[The request] Show every line of the entries below that contains the word "road".
+--
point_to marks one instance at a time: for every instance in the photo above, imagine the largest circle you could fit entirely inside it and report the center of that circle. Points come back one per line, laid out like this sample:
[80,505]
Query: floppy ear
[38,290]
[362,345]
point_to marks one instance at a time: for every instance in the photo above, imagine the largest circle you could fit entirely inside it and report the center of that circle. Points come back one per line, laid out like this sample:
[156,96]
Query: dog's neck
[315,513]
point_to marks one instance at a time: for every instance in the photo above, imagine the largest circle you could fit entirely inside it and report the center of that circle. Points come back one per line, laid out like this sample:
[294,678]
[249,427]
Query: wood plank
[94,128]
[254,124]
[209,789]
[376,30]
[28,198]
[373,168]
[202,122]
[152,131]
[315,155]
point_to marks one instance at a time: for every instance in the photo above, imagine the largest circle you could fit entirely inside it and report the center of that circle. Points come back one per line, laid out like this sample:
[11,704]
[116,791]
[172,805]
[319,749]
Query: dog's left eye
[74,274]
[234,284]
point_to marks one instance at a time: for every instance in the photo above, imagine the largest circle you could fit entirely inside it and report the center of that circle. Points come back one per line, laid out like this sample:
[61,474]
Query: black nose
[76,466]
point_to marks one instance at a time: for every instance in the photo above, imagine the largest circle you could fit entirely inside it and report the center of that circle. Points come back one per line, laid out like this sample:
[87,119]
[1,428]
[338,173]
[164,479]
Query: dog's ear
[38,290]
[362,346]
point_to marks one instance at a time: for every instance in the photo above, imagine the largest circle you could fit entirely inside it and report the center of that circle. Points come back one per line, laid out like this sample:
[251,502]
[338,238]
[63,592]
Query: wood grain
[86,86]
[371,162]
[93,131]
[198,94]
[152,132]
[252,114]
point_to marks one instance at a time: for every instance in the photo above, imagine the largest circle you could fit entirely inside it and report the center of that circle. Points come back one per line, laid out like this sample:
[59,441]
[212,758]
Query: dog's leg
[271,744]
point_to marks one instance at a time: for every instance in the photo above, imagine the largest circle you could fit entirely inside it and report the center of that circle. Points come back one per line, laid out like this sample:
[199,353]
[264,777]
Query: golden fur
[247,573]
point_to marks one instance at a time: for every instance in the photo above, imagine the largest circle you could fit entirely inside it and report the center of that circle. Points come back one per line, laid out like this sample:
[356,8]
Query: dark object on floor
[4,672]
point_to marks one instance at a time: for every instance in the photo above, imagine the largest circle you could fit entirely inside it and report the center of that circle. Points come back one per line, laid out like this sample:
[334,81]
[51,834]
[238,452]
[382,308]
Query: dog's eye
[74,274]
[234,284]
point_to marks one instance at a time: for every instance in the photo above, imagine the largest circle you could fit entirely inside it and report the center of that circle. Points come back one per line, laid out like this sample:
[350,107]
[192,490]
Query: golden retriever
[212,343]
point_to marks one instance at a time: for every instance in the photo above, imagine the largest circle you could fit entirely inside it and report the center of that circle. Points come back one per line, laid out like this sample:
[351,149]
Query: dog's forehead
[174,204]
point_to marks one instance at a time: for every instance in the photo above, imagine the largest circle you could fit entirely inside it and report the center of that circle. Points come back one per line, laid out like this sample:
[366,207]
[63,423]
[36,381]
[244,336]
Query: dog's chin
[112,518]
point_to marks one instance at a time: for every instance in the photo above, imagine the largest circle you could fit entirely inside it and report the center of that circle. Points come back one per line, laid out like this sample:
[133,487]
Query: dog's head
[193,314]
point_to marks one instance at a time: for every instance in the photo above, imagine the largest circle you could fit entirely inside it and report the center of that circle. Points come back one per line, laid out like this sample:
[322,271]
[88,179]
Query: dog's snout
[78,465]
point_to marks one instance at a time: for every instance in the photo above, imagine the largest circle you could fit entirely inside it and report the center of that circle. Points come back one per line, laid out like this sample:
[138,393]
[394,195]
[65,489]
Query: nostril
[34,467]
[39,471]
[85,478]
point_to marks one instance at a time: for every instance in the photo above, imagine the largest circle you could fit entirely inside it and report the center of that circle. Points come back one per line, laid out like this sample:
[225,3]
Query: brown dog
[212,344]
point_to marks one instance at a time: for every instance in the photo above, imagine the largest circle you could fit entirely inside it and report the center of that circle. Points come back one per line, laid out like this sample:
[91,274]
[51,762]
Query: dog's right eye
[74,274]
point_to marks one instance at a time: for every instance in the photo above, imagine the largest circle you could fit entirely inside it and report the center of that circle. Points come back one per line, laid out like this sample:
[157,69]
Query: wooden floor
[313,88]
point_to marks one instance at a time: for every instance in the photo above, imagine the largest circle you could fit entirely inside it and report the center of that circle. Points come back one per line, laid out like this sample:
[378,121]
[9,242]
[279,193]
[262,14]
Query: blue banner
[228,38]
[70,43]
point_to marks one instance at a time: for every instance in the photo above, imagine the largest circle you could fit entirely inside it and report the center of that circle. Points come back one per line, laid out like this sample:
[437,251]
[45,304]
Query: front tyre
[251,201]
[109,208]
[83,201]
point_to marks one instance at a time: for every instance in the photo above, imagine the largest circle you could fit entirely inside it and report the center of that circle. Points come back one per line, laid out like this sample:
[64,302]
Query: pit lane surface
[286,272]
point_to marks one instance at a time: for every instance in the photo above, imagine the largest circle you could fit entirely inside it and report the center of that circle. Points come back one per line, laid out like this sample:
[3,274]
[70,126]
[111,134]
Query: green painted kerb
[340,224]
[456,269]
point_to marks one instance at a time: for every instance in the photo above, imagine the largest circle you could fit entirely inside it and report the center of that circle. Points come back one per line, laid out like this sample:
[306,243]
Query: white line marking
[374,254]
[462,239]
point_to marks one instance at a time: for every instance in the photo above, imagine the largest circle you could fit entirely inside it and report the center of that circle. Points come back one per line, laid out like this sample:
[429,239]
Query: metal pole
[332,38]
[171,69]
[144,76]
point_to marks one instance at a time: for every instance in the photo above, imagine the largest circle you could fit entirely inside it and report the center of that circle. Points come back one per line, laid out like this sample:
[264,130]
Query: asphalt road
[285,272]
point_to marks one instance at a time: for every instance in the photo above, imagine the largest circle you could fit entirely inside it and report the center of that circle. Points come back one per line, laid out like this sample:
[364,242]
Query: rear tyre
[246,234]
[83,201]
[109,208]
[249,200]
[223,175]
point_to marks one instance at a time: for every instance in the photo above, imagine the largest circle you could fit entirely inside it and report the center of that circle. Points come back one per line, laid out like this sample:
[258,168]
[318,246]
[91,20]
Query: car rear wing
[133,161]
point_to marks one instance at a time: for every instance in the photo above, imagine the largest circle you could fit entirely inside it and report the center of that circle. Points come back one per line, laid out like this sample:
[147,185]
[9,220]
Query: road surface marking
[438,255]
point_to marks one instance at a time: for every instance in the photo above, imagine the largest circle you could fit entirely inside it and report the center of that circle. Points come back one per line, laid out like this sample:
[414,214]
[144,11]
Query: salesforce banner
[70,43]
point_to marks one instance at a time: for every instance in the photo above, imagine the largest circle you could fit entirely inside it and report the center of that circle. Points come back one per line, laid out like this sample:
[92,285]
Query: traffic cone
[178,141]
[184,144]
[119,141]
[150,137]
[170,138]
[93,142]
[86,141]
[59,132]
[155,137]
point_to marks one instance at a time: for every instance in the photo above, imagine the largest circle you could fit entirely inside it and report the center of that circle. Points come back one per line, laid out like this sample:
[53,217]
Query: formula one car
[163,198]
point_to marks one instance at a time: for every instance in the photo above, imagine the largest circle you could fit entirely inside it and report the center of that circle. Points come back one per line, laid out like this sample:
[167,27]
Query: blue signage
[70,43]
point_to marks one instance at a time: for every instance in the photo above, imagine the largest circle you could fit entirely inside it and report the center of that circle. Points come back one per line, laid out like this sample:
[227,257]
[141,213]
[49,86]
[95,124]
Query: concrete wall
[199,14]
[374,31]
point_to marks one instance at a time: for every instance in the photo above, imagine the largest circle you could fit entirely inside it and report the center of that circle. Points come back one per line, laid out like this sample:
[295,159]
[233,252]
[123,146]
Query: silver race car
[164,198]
+--
[Final answer]
Query: asphalt road
Query: road surface marking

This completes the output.